:: What to do ::
Extract the entries word for word, starting at their first line and ending at the line that contains "positive clicks: (416, 991)", with both ends included. Leave the pictures out of your answer.

:: Information provided ::

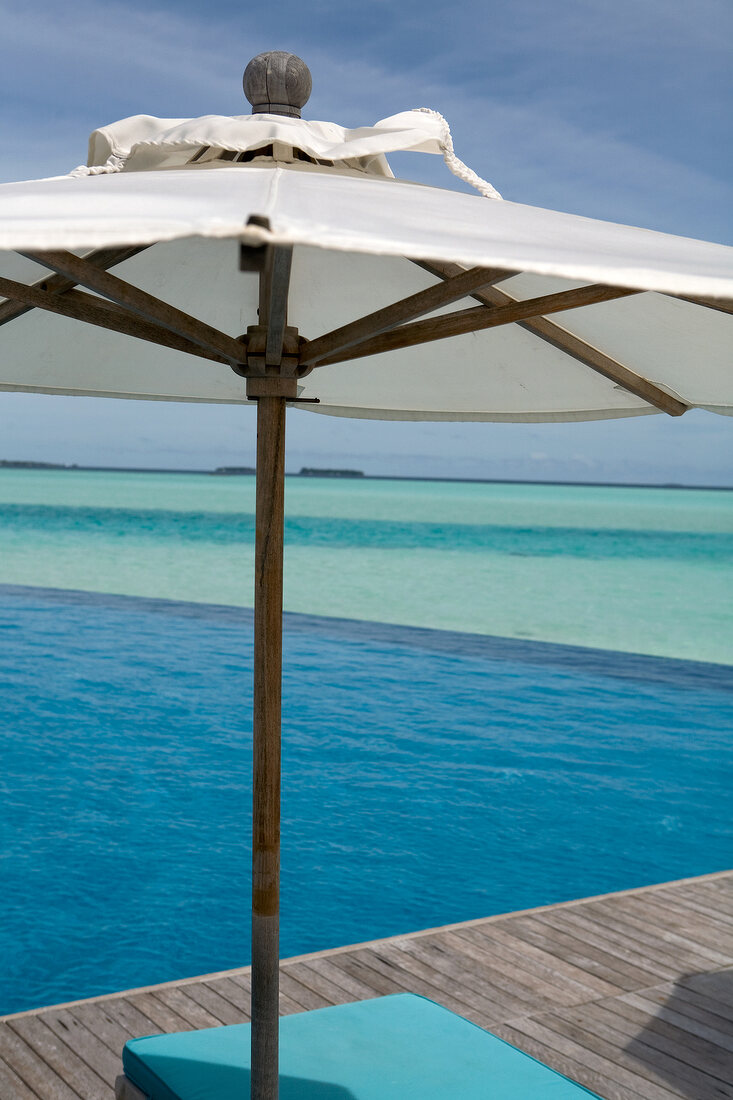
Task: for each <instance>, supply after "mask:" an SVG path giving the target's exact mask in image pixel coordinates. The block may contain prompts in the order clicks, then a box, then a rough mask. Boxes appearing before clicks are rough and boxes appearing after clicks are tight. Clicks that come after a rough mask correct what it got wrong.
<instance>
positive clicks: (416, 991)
mask: <svg viewBox="0 0 733 1100" xmlns="http://www.w3.org/2000/svg"><path fill="white" fill-rule="evenodd" d="M249 982H250V975H249V968H243V969H240V970H230V971H227V972H226V974H217V975H208V976H206V977H203V978H188V979H184V980H183V981H177V982H168V983H166V985H162V986H153V987H150V988H147V989H141V990H130V991H128V992H124V993H113V994H110V996H108V997H101V998H96V999H94V1000H86V1001H76V1002H74V1003H72V1004H65V1005H55V1007H53V1008H45V1009H36V1010H34V1011H33V1012H24V1013H20V1014H17V1015H12V1016H4V1018H0V1097H1V1098H2V1100H110V1098H111V1097H112V1088H113V1081H114V1078H116V1076H117V1075H118V1074H119V1073H120V1071H121V1067H120V1051H121V1047H122V1045H123V1044H124V1043H125V1042H127V1040H128V1038H130V1037H131V1036H133V1035H146V1034H151V1033H153V1032H167V1031H182V1030H186V1029H192V1027H210V1026H214V1025H217V1024H221V1023H223V1024H230V1023H239V1022H241V1021H245V1020H248V1019H249V1018H248V1011H249V1003H250V999H249ZM403 990H411V991H414V992H416V993H423V994H425V996H427V997H429V998H430V999H431V1000H435V1001H439V1002H440V1003H442V1004H445V1005H446V1007H447V1008H449V1009H452V1010H453V1011H455V1012H458V1013H460V1014H461V1015H463V1016H467V1018H468V1019H469V1020H473V1021H475V1023H478V1024H481V1025H482V1026H484V1027H488V1029H489V1030H491V1031H492V1032H494V1034H496V1035H501V1036H502V1037H503V1038H505V1040H508V1041H510V1042H511V1043H513V1044H514V1045H515V1046H518V1047H521V1048H522V1049H523V1051H526V1052H528V1053H529V1054H532V1055H535V1056H536V1057H537V1058H540V1059H541V1060H543V1062H545V1063H546V1064H547V1065H549V1066H553V1067H555V1068H556V1069H558V1070H560V1071H561V1073H564V1074H567V1075H568V1076H569V1077H571V1078H573V1079H575V1080H577V1081H579V1082H581V1084H582V1085H584V1086H587V1087H588V1088H589V1089H592V1090H593V1091H595V1092H597V1093H598V1095H599V1096H600V1097H603V1098H604V1100H672V1098H679V1097H685V1098H688V1100H718V1098H721V1097H731V1098H733V871H727V872H722V873H720V875H712V876H704V877H703V878H699V879H687V880H683V881H680V882H670V883H665V884H663V886H657V887H647V888H644V889H641V890H632V891H625V892H623V893H615V894H608V895H604V897H602V898H590V899H586V900H582V901H573V902H567V903H564V904H561V905H550V906H545V908H541V909H536V910H529V911H524V912H521V913H510V914H507V915H504V916H496V917H489V919H488V920H483V921H471V922H468V923H464V924H457V925H450V926H447V927H444V928H434V930H429V931H426V932H417V933H412V934H409V935H404V936H396V937H394V938H391V939H381V941H376V942H373V943H370V944H358V945H355V946H351V947H339V948H336V949H335V950H328V952H319V953H317V954H314V955H305V956H302V957H299V958H295V959H288V960H286V961H284V963H283V965H282V999H281V1007H282V1012H283V1013H288V1012H302V1011H303V1010H304V1009H317V1008H320V1007H322V1005H326V1004H336V1003H341V1002H344V1001H354V1000H362V999H365V998H370V997H375V996H379V994H382V993H392V992H397V991H403ZM447 1100H448V1098H447ZM450 1100H460V1093H459V1092H458V1091H457V1092H456V1096H455V1098H450ZM537 1100H541V1098H537Z"/></svg>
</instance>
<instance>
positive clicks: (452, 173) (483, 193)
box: [415, 107, 501, 199]
mask: <svg viewBox="0 0 733 1100" xmlns="http://www.w3.org/2000/svg"><path fill="white" fill-rule="evenodd" d="M415 110H416V111H419V112H420V114H429V116H430V118H431V119H435V120H436V121H437V122H439V123H440V130H441V133H440V138H439V139H438V141H439V143H440V151H441V153H442V158H444V161H445V162H446V164H447V166H448V167H449V168H450V171H451V172H452V174H453V175H455V176H457V177H458V179H462V180H463V183H464V184H468V185H469V186H470V187H475V189H477V191H479V193H480V194H481V195H483V197H484V198H486V199H501V195H500V194H499V191H497V190H496V188H495V187H492V185H491V184H490V183H489V182H488V180H485V179H482V178H481V176H479V175H478V174H477V173H475V172H474V171H473V168H469V166H468V164H463V162H462V161H461V160H459V157H457V156H456V151H455V150H453V139H452V136H451V133H450V127H449V125H448V123H447V121H446V120H445V119H444V117H442V114H440V113H439V112H438V111H434V110H431V109H430V108H429V107H416V108H415Z"/></svg>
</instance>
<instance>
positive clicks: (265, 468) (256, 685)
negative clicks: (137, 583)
mask: <svg viewBox="0 0 733 1100" xmlns="http://www.w3.org/2000/svg"><path fill="white" fill-rule="evenodd" d="M284 496H285V398H284V397H275V396H267V397H260V398H259V400H258V473H256V533H255V550H254V723H253V796H252V800H253V813H252V1091H251V1100H277V1073H278V1066H277V1062H278V1058H277V1046H278V977H280V975H278V961H280V758H281V695H282V651H283V525H284Z"/></svg>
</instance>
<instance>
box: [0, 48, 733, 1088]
mask: <svg viewBox="0 0 733 1100" xmlns="http://www.w3.org/2000/svg"><path fill="white" fill-rule="evenodd" d="M284 57H285V62H283V58H284ZM295 62H297V59H294V58H292V57H291V58H287V57H286V56H285V55H282V54H271V55H261V57H260V58H255V62H254V63H251V64H250V66H249V67H248V73H247V74H245V87H247V85H248V74H249V86H250V88H254V86H255V85H258V83H259V84H260V86H261V87H263V86H265V85H266V89H265V90H266V102H264V103H263V102H262V99H261V97H260V98H256V96H255V98H254V99H253V103H255V105H256V106H255V113H254V114H253V116H251V117H247V118H234V119H227V118H219V117H206V118H201V119H192V120H171V119H153V118H149V117H138V118H134V119H127V120H123V121H122V122H119V123H114V124H113V125H110V127H106V128H103V129H102V130H98V131H96V132H95V133H94V134H92V136H91V141H90V156H89V164H88V165H87V166H86V167H84V168H79V169H77V171H76V172H74V173H72V174H70V175H68V176H59V177H55V178H53V179H43V180H36V182H31V183H23V184H7V185H4V186H2V187H0V295H2V296H4V299H6V300H4V301H2V303H0V387H1V388H4V389H15V390H35V392H42V393H56V394H86V395H89V394H91V395H99V396H113V397H129V398H151V399H163V400H165V399H169V400H192V401H229V403H245V401H248V400H253V401H256V403H258V505H256V544H255V656H254V664H255V671H254V680H255V685H254V723H253V735H254V810H253V817H254V821H253V925H252V927H253V946H252V953H253V1005H252V1015H253V1026H252V1044H253V1054H252V1096H253V1097H256V1098H258V1100H265V1098H266V1100H274V1098H275V1097H276V1095H277V914H278V868H280V801H278V800H280V706H281V702H280V692H281V631H282V540H283V475H284V458H283V455H284V423H285V420H284V416H285V405H286V403H288V401H289V403H294V404H295V405H296V406H297V407H298V408H300V409H305V410H310V411H319V412H328V414H332V415H338V416H351V417H374V418H384V419H425V420H580V419H595V418H602V417H621V416H638V415H644V414H650V412H658V411H664V412H668V414H670V415H672V416H679V415H681V414H683V412H685V411H686V410H687V409H688V408H692V407H698V408H704V409H710V410H712V411H716V412H725V414H731V412H732V411H733V371H731V352H730V349H731V335H732V334H733V318H731V316H730V313H731V310H732V308H733V306H732V304H731V300H732V299H733V249H726V248H723V246H721V245H716V244H708V243H704V242H700V241H691V240H687V239H683V238H677V237H669V235H665V234H661V233H654V232H649V231H646V230H642V229H632V228H628V227H624V226H615V224H609V223H605V222H601V221H594V220H592V219H587V218H579V217H572V216H570V215H565V213H556V212H553V211H549V210H541V209H535V208H532V207H526V206H522V205H517V204H513V202H510V201H506V200H503V199H502V198H501V197H500V196H499V195H497V193H496V191H495V190H494V189H493V187H491V185H489V184H486V183H485V182H484V180H481V179H480V178H479V177H478V176H475V174H474V173H472V172H471V171H470V169H468V168H467V167H466V165H463V164H461V162H460V161H458V158H457V157H456V155H455V153H453V151H452V144H451V142H450V134H449V131H448V129H447V125H446V124H445V122H444V120H442V119H441V118H440V117H439V116H436V114H435V113H434V112H425V111H408V112H404V113H402V114H397V116H394V117H393V118H391V119H385V120H383V121H382V122H379V123H376V124H375V125H374V127H371V128H362V129H359V130H351V131H349V130H344V129H343V128H341V127H337V125H335V124H332V123H319V122H305V121H303V120H302V119H300V118H299V108H300V106H302V105H303V102H305V99H306V98H307V90H306V91H305V94H303V88H304V87H305V85H307V86H308V88H309V77H308V79H306V78H305V74H307V70H305V74H304V67H303V68H300V66H302V63H297V64H295ZM294 74H295V76H294ZM255 91H256V89H255ZM250 98H252V97H250ZM263 107H264V108H266V111H263V109H262V108H263ZM396 150H415V151H422V152H428V153H441V154H442V155H444V157H445V160H446V163H447V165H448V167H449V168H450V169H451V171H452V172H453V173H456V175H458V176H459V177H460V178H462V179H463V180H466V182H467V183H470V184H472V185H473V186H474V187H475V188H477V190H478V191H479V193H480V194H479V195H475V196H472V195H466V194H461V193H457V191H455V190H442V189H438V188H433V187H425V186H422V185H417V184H411V183H405V182H402V180H396V179H394V178H393V177H392V173H391V171H390V167H389V164H387V162H386V158H385V154H387V153H390V152H393V151H396ZM240 266H241V272H240V270H239V267H240ZM112 268H113V273H112V272H111V270H112ZM258 276H259V277H258ZM79 288H84V289H79ZM79 322H81V323H79ZM245 379H247V381H245Z"/></svg>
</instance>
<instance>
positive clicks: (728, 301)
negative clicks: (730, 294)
mask: <svg viewBox="0 0 733 1100" xmlns="http://www.w3.org/2000/svg"><path fill="white" fill-rule="evenodd" d="M668 297H670V298H679V300H680V301H690V303H691V304H692V305H693V306H704V307H705V309H718V310H719V311H720V312H721V313H733V298H691V297H689V295H686V294H671V295H669V296H668Z"/></svg>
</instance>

:: Answer to the exercise ::
Task: for each <instance>, supply after "mask:" an SVG path giving the target's exact mask in image pixel coordinates. The block may contain prompts in the order clicks, then a box, then a rough mask. Boxes appearing before clicks are rough and boxes appearing after clicks are tight. Clicks that come after a rough mask correct what it got wrong.
<instance>
positive clicks: (416, 991)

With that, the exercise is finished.